#### Exercise prompt
Find the string "measured" in the records. Copy every line it appears in.

================

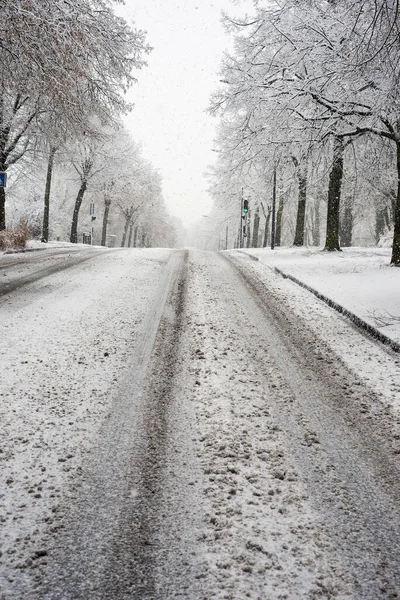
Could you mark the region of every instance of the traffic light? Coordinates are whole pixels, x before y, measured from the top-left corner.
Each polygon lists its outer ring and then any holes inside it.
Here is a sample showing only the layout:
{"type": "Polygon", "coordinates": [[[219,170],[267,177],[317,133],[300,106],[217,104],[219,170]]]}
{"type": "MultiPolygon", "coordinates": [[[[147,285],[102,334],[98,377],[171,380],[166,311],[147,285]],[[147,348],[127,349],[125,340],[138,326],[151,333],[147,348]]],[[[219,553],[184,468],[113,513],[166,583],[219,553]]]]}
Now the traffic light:
{"type": "Polygon", "coordinates": [[[248,200],[243,200],[243,212],[244,213],[249,212],[249,201],[248,200]]]}

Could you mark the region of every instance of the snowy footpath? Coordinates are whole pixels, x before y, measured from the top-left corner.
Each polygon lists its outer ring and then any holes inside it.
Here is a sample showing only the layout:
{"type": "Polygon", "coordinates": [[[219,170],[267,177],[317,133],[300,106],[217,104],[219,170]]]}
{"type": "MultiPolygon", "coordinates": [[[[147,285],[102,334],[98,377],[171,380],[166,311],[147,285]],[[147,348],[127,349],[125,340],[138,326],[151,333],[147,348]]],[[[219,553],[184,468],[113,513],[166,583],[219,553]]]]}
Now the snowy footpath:
{"type": "Polygon", "coordinates": [[[1,600],[398,598],[388,263],[0,255],[1,600]]]}
{"type": "Polygon", "coordinates": [[[400,342],[400,275],[390,267],[390,248],[242,250],[357,315],[400,342]]]}

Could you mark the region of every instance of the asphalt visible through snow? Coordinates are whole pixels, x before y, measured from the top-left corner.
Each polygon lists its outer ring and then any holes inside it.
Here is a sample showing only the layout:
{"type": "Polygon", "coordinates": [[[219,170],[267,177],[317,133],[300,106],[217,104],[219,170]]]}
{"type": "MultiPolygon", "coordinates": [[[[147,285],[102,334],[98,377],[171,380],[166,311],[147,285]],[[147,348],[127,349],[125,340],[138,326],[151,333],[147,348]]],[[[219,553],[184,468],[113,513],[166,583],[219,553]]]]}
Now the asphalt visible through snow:
{"type": "Polygon", "coordinates": [[[250,263],[171,252],[24,597],[400,596],[399,415],[250,263]]]}

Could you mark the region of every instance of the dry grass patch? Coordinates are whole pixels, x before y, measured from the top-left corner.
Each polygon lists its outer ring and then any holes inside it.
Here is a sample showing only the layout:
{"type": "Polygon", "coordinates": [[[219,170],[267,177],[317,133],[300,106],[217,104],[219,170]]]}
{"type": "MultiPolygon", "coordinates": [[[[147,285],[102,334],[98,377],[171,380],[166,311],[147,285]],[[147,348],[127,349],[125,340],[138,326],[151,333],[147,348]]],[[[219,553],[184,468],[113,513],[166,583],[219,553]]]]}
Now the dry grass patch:
{"type": "Polygon", "coordinates": [[[28,223],[20,223],[18,227],[11,227],[0,231],[0,250],[9,248],[25,248],[29,239],[28,223]]]}

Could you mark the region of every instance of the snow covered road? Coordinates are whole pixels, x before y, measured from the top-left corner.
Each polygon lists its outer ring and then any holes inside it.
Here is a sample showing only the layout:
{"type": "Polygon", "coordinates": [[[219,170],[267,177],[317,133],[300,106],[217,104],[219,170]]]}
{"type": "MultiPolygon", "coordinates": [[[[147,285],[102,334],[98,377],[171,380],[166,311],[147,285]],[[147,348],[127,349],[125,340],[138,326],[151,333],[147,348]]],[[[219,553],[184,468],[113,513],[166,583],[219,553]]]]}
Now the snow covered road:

================

#### Task answer
Could you mark the region of every instance of the traffic light? Coordinates are whole pixels, x before y, measured from the top-left corner.
Could you mark the region of every instance of the snowy footpath? Coordinates are whole pixels, x before y, measured from the top-left corner.
Could you mark the region of every instance of the asphalt visible through snow? Coordinates are whole pixels, x before y, measured from the top-left corner.
Could you mark the region of every instance of the dry grass patch? Coordinates are whole pixels, x before y, measured from the top-left corner.
Could you mark the region of every instance of the snow covered road? Coordinates are whole pixels, x before y, measured from the top-left corner.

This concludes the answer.